EXCERPTED PASSAGE:
►
12. The learned Counsel for petitioners has furnished the list of criminal cases filed by II respondent against petitioners, which are as follows.-
List of Complaints and FIR’s registered by Mr. Srinivasa Murthy against Dr. L. Prashant and his Family members for alleged incidences between 8-8-2009 to 5-9-2009 at Shushruthi Education Trust (R), in a span of 29 days.
Meeting date of Trust | Complaint/FIR Date | Particulars | Status | Facts |
8-8-2009 4.00 PM | Complaint at Rajagopalnagar P.S. on 8-8-2009 at 11.30 AM | Alleged meeting of Shushruthi Education Trust, Chaired by Mr. Srinivasa Murthy | No action take and still pending | Claims for the first time that GPA has been fabricated and properties are being transferred. |
24-8-2009 | Complaint lodged at Rajagopalnagar PS on 24-8-2009 and registered on 25-8-2009 as FIR No.345/09 | Specifically about forging his signature in the Resignation letter dated 27-6-2009 | No action taken, as the matter is in Civil Court | In O.S. No.6093, dated 11-9-2009, he specifically claims that his signature has been forged in the resignation letter. After concluding our arguments on the I.A. No.1 and requesting for a forensic examination of the resignation letter, he submits on 31st May, 2010, I.A. No.3 (after a gap of 10 months of filing the FIR and 8 months of the filing the O.S. No. 6093) wherein he tries to cover up all his deficits and claims that, the signature on the resignation letter in his own, but was obtained by playing fraud on him as he has to sign 1000 papers per day. |
Alleged criminal trespass on 26-8-2009 | FIR No.406/09 at Rajagopalnagar PS on 5-10-2009 at 1.15 PM | Alleged trespass of the campus on 26-8-2009 with rowdy elements and intimidating lady employees | Charge-sheet has been filed on 22-3-2010 | The FIR has been lodged after a gap of 41 days of alleged incident. A case of trespass has been filed on the Co-trustees. |
29-8-2009 4.00 PM Emergency Meeting | NCR No.64/2009 on 29-8-2009 at 12.30 PM at Ulsoor Gate Womens Police Station | Some lady staff of Trust and Bank, lodge a complaint alleging abuse, harassment etc., Case closed after enquiry | ||
5-9-2009 4.00 PM | FIR No.266/09 lodged at Wilson Garden P.S. on 5-9-2009 at 9.00 AM | Threat to blow up his house and family on the night of 4-9-2009 | B-report filed after investigation. |
14. As per the averments of complaint, petitioners are bent upon ousting II respondent from management of trust. In the circumstances, II respondent has filed aforestated complaints alleging various acts committed by petitioners during aforestated dates. At this stage, it is not possible to hold that first information lodged by II respondent is motivated to harass petitioners. Therefore, I hold there are no grounds to quash the first information.
◄
WHAT YOU WILL DO: Summarize the court excerpt above in two sentences.

RAW DATA:
►
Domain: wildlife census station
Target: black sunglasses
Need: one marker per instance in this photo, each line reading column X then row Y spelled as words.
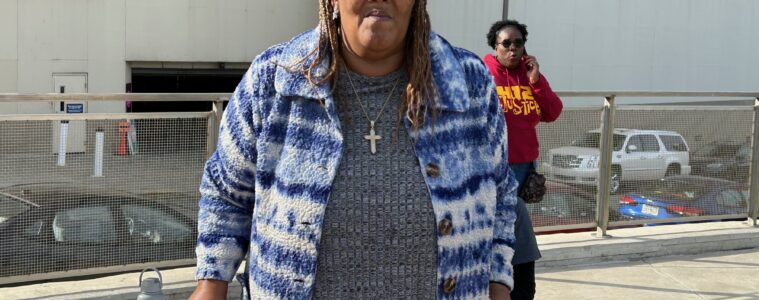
column 519, row 43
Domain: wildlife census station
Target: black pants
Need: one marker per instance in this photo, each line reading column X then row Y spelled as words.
column 524, row 281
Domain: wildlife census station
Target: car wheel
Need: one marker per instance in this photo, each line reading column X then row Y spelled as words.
column 615, row 183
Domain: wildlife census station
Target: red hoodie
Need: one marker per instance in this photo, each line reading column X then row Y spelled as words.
column 524, row 106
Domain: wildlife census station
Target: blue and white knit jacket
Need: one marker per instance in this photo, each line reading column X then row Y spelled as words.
column 266, row 187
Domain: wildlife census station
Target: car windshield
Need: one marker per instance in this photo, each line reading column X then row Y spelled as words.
column 10, row 207
column 593, row 140
column 678, row 190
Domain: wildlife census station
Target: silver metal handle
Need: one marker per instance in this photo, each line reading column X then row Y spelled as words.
column 160, row 278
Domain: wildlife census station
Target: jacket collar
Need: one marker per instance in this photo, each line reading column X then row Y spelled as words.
column 296, row 56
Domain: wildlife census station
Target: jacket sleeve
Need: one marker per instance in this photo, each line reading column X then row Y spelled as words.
column 501, row 270
column 227, row 189
column 550, row 103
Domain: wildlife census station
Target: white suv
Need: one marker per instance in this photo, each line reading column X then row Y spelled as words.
column 637, row 155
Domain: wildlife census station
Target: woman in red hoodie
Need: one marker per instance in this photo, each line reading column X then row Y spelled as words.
column 527, row 100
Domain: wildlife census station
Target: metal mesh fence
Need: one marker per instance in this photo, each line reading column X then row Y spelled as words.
column 667, row 163
column 571, row 171
column 677, row 162
column 98, row 193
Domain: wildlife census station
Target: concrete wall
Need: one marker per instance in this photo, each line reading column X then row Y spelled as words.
column 465, row 23
column 212, row 30
column 683, row 45
column 102, row 37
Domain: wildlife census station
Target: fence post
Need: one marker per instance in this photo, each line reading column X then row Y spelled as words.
column 214, row 123
column 753, row 207
column 604, row 167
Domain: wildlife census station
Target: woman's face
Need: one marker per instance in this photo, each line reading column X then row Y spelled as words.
column 374, row 29
column 510, row 56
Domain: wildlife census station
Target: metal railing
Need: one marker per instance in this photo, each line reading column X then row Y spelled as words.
column 168, row 165
column 602, row 179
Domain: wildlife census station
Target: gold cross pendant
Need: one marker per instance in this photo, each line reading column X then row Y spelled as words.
column 372, row 137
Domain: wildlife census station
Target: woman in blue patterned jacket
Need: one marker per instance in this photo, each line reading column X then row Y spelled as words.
column 363, row 159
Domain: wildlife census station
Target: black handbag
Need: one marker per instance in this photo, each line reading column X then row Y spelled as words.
column 534, row 187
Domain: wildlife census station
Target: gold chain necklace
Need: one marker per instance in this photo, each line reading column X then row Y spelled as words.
column 372, row 137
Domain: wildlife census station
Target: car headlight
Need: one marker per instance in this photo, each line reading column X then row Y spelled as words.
column 591, row 162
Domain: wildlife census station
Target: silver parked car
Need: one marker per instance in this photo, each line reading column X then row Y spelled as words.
column 637, row 155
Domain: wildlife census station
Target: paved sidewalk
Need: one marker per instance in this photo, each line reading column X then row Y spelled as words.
column 722, row 262
column 718, row 276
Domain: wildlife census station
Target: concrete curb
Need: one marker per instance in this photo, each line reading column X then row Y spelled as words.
column 640, row 243
column 559, row 250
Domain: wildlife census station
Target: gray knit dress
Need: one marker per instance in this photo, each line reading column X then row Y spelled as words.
column 378, row 238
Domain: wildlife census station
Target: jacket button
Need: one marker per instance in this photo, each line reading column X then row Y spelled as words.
column 449, row 285
column 432, row 170
column 445, row 227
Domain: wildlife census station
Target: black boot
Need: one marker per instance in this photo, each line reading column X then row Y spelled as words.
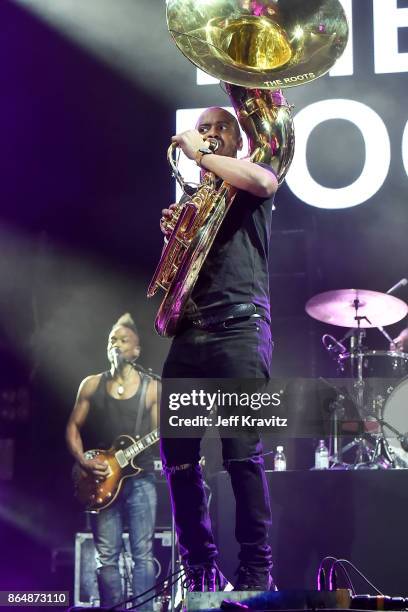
column 252, row 578
column 204, row 578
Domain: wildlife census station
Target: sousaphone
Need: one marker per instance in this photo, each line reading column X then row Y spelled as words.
column 257, row 47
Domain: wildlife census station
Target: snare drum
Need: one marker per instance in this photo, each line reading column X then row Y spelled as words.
column 374, row 374
column 396, row 415
column 374, row 364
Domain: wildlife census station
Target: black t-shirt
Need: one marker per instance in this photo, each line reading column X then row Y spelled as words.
column 236, row 268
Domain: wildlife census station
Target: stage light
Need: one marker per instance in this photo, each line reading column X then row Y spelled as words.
column 405, row 148
column 125, row 36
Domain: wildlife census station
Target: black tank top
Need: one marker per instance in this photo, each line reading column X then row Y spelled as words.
column 109, row 418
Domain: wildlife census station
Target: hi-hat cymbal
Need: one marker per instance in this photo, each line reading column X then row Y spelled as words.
column 339, row 308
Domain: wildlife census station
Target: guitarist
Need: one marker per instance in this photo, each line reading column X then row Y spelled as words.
column 119, row 401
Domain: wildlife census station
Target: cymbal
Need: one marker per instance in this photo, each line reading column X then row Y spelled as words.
column 338, row 308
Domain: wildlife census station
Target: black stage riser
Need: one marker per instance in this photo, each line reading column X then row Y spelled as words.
column 358, row 515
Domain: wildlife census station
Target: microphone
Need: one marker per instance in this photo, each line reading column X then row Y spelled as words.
column 116, row 358
column 321, row 579
column 400, row 284
column 332, row 345
column 404, row 442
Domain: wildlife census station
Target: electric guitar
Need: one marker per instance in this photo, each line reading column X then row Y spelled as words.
column 97, row 493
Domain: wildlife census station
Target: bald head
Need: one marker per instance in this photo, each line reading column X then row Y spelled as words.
column 216, row 122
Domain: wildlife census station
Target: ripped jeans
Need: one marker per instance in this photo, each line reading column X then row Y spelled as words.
column 135, row 505
column 241, row 350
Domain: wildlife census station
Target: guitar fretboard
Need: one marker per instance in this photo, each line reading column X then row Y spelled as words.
column 141, row 445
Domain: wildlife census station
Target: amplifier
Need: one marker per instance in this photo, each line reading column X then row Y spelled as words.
column 86, row 586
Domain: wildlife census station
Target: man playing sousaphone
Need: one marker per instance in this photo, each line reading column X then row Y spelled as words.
column 228, row 336
column 217, row 306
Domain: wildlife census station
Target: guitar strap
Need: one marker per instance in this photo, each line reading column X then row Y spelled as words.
column 144, row 381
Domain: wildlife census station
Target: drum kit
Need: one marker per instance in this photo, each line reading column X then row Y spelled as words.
column 376, row 381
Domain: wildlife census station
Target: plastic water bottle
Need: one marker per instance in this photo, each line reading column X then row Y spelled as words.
column 322, row 456
column 279, row 460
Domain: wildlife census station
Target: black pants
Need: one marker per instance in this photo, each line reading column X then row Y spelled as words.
column 240, row 350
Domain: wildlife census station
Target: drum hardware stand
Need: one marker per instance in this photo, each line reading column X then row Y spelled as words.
column 362, row 445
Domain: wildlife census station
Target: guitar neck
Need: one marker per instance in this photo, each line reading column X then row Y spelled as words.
column 141, row 445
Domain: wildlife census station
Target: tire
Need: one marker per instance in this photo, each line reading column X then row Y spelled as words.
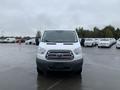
column 39, row 71
column 79, row 71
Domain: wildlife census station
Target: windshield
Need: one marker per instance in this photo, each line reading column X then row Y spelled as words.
column 59, row 36
column 89, row 39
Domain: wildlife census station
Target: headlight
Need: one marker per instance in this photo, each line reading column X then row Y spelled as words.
column 77, row 51
column 41, row 50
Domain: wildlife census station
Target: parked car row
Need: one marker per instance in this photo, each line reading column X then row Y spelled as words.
column 14, row 40
column 100, row 42
column 8, row 40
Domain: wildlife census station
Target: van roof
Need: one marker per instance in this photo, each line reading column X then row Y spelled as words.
column 59, row 30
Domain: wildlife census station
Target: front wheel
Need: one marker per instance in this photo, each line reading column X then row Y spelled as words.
column 79, row 71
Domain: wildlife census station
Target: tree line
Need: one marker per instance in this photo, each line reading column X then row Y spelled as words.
column 106, row 32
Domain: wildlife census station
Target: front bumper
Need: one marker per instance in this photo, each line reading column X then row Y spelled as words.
column 44, row 65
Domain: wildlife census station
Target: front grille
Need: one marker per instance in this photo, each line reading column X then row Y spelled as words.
column 59, row 55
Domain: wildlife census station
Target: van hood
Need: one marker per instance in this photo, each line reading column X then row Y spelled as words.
column 54, row 45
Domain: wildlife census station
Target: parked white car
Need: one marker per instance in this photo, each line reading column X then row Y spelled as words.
column 9, row 40
column 105, row 42
column 59, row 50
column 118, row 43
column 90, row 42
column 30, row 42
column 97, row 40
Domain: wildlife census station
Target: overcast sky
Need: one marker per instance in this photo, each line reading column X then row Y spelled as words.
column 25, row 17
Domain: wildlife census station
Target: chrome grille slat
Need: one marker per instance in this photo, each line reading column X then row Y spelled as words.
column 59, row 55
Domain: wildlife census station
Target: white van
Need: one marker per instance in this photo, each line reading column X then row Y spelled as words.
column 59, row 50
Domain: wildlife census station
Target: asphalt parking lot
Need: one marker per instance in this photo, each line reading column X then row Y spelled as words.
column 101, row 70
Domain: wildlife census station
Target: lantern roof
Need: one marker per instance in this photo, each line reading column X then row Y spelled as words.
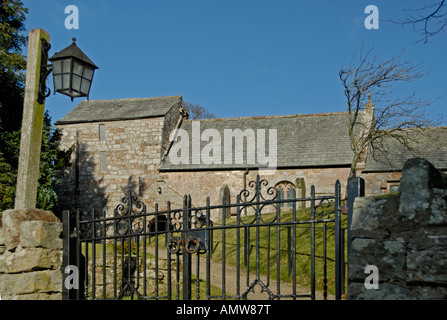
column 73, row 51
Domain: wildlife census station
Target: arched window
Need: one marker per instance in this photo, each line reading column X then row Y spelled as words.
column 225, row 193
column 285, row 190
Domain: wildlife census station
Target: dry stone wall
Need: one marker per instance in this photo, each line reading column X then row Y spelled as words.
column 404, row 237
column 30, row 255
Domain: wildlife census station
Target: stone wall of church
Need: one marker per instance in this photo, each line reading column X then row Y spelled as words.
column 104, row 168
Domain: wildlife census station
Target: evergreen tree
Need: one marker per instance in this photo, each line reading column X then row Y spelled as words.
column 12, row 68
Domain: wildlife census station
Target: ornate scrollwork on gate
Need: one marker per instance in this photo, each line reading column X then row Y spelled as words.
column 258, row 199
column 129, row 214
column 91, row 224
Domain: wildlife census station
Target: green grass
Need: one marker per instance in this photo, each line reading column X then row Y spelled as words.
column 303, row 250
column 267, row 248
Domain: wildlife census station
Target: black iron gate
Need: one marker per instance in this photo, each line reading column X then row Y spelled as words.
column 262, row 247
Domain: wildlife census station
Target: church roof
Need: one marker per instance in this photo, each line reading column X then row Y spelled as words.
column 316, row 140
column 121, row 109
column 430, row 144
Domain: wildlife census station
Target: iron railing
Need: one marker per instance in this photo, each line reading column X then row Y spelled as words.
column 187, row 252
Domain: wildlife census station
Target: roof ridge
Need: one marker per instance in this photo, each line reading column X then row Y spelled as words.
column 272, row 116
column 132, row 99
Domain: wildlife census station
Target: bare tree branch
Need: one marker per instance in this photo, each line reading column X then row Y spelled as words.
column 430, row 20
column 370, row 78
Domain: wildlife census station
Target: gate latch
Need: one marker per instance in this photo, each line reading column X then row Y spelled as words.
column 195, row 241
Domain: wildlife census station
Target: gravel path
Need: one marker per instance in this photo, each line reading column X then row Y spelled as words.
column 231, row 276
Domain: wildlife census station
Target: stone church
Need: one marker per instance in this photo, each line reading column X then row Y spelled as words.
column 149, row 147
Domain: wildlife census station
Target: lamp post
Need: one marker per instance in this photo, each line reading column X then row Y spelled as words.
column 73, row 74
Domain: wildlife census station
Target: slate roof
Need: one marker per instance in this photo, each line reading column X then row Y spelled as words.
column 316, row 140
column 432, row 146
column 121, row 109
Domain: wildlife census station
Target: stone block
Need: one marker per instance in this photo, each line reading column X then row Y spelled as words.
column 13, row 218
column 47, row 281
column 37, row 296
column 387, row 256
column 41, row 234
column 386, row 291
column 30, row 259
column 428, row 266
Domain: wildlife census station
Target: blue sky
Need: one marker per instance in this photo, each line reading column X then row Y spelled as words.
column 236, row 58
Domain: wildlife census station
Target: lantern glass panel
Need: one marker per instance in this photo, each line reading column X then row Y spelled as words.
column 76, row 85
column 88, row 72
column 65, row 81
column 57, row 66
column 85, row 86
column 66, row 66
column 57, row 81
column 77, row 68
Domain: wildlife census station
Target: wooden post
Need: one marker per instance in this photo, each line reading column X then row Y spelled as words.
column 32, row 123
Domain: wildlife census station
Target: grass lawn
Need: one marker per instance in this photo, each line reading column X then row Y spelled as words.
column 268, row 250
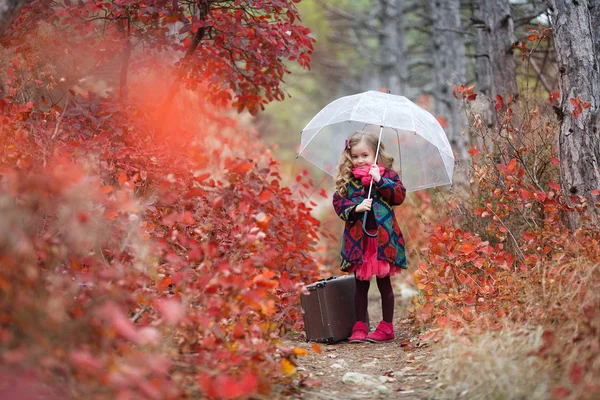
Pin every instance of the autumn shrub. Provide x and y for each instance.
(493, 365)
(140, 262)
(503, 255)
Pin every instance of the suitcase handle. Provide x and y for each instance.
(365, 226)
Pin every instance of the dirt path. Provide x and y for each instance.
(398, 369)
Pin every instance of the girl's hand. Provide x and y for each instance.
(374, 172)
(365, 205)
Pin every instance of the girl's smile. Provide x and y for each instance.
(362, 155)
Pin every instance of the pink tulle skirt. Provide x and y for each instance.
(371, 265)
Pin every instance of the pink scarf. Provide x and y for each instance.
(363, 174)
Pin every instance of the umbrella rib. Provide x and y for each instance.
(355, 107)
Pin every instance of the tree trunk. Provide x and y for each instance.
(387, 41)
(505, 73)
(8, 11)
(595, 15)
(449, 68)
(579, 142)
(204, 9)
(125, 27)
(495, 66)
(401, 50)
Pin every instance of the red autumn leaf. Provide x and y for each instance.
(467, 248)
(284, 282)
(111, 214)
(470, 301)
(499, 103)
(106, 189)
(575, 373)
(122, 179)
(171, 310)
(473, 151)
(265, 196)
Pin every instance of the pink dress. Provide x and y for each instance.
(371, 265)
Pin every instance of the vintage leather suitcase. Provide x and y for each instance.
(329, 313)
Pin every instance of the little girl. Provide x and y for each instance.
(382, 255)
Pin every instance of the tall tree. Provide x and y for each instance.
(237, 47)
(579, 84)
(495, 67)
(595, 15)
(449, 68)
(8, 10)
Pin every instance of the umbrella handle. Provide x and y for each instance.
(365, 226)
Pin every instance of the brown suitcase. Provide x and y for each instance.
(329, 313)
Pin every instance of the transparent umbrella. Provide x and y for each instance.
(414, 137)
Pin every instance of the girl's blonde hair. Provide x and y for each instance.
(344, 171)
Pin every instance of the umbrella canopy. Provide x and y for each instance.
(410, 134)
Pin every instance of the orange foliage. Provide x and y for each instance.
(502, 253)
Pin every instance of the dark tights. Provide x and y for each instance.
(387, 298)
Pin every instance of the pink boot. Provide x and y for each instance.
(383, 332)
(359, 332)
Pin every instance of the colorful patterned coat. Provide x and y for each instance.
(387, 193)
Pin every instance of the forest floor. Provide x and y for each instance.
(397, 369)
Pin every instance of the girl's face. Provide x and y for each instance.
(362, 155)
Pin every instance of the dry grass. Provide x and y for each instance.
(495, 365)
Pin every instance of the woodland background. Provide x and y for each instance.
(157, 230)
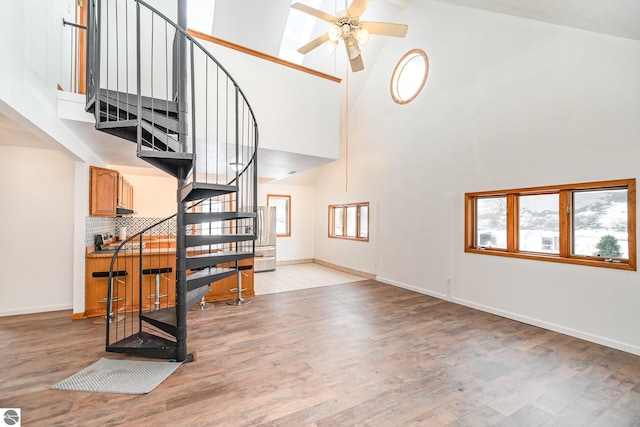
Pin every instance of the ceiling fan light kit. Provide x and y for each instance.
(347, 26)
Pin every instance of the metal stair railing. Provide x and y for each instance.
(150, 82)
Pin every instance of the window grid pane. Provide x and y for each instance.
(491, 222)
(351, 220)
(539, 223)
(337, 222)
(600, 223)
(363, 231)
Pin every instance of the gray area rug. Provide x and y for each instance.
(119, 376)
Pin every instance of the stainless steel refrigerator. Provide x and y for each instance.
(266, 239)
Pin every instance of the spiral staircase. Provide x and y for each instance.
(151, 83)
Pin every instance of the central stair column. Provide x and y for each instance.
(181, 244)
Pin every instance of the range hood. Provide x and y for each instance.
(123, 211)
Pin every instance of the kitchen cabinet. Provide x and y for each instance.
(108, 191)
(160, 253)
(226, 289)
(125, 193)
(103, 191)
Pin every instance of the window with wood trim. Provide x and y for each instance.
(283, 213)
(349, 221)
(588, 224)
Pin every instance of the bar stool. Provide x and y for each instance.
(109, 316)
(158, 272)
(239, 300)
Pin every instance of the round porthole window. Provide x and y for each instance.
(409, 76)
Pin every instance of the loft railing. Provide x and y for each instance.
(152, 83)
(135, 60)
(74, 81)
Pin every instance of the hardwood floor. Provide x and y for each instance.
(362, 353)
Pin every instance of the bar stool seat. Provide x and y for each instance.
(109, 316)
(158, 273)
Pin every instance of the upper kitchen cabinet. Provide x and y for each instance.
(125, 193)
(109, 193)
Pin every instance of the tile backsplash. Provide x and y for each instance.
(95, 225)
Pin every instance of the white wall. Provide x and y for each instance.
(509, 103)
(154, 192)
(296, 112)
(299, 246)
(36, 230)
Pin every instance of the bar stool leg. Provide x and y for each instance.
(239, 300)
(157, 301)
(203, 305)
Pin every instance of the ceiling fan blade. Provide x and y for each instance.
(357, 7)
(313, 44)
(385, 28)
(313, 12)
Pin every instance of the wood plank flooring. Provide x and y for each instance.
(362, 353)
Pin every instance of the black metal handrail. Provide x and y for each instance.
(149, 81)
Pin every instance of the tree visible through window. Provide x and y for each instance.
(589, 224)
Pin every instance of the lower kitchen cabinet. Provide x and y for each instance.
(96, 288)
(226, 289)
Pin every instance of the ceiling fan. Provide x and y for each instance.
(348, 27)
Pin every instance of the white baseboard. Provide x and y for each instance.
(618, 345)
(33, 310)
◄
ANSWER TO THE PROBLEM: Counsel for the petitioners furnished a list of complaints and FIRs registered by Mr. Srinivasa Murthy against Dr. L. Prashant and his family members for incidents alleged between 8-8-2009 and 5-9-2009 at Shushruthi Education Trust (R), including forgery of his signature on a resignation letter, criminal trespass, and a threat to blow up his house and family. Noting the complaint's averment that the petitioners are bent upon ousting the II respondent from the trust's management, the court held that it is not possible at this stage to find the first information motivated to harass the petitioners and that there are no grounds to quash it.